BEGIN INPUT FOR THIS TASK
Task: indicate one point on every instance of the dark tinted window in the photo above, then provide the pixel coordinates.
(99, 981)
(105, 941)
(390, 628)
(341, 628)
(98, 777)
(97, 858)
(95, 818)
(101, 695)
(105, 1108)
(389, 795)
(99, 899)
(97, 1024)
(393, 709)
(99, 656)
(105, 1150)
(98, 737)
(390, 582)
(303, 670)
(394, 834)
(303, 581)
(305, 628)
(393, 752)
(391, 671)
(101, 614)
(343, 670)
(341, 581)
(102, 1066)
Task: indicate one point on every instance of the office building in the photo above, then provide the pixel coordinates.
END INPUT FOR THIS TASK
▸ **INSTRUCTIONS TO FOLLOW**: Return the records in full. Omit nothing.

▸ **SOLUTION FOR THIS PROBLEM**:
Task: indicate one point on every instance of the dark tinted window in the photo above, then provide the pixel coordinates.
(99, 981)
(105, 941)
(390, 628)
(341, 628)
(98, 777)
(97, 858)
(95, 818)
(101, 695)
(105, 1108)
(389, 795)
(99, 899)
(97, 1024)
(393, 709)
(99, 656)
(105, 1150)
(98, 737)
(390, 582)
(303, 670)
(394, 834)
(303, 581)
(305, 628)
(393, 752)
(391, 671)
(101, 614)
(343, 670)
(341, 581)
(102, 1066)
Task: indicate one point on every instance of the office building in the photo above, then provide the pixel coordinates.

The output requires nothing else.